### Instructions to follow
In the material below, find each line holding the string "finger" and copy it.

### Records supplied

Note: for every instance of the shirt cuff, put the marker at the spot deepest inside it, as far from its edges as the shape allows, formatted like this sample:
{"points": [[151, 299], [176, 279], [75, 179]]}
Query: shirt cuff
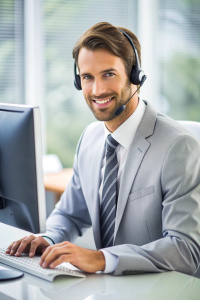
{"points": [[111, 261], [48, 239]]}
* * *
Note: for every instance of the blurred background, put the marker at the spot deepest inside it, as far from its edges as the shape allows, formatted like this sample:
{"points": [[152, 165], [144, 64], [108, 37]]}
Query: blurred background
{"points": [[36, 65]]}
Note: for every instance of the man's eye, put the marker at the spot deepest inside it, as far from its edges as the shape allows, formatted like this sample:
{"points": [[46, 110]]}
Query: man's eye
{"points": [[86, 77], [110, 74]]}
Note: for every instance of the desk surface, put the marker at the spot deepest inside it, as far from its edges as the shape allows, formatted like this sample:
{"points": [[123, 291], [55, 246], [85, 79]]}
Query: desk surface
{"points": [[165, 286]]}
==
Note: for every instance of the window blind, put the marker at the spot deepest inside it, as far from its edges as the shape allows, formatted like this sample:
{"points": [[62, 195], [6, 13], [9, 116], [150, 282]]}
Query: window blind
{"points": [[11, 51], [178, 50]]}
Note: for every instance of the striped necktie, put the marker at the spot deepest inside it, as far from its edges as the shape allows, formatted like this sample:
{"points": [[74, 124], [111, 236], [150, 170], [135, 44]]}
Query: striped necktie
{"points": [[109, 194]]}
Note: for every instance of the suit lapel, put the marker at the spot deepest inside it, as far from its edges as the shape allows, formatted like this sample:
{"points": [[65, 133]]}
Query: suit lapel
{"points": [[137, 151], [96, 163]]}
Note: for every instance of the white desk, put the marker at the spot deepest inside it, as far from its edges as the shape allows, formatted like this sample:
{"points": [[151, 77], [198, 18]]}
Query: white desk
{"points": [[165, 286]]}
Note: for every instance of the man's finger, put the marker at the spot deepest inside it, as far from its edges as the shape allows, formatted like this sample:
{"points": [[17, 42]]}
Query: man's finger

### Written response
Note: for every instance of the man's finger, put the marker at the spot deepest inside it, as far from its edges as the shape allows, formatted like this sample:
Query: man's finger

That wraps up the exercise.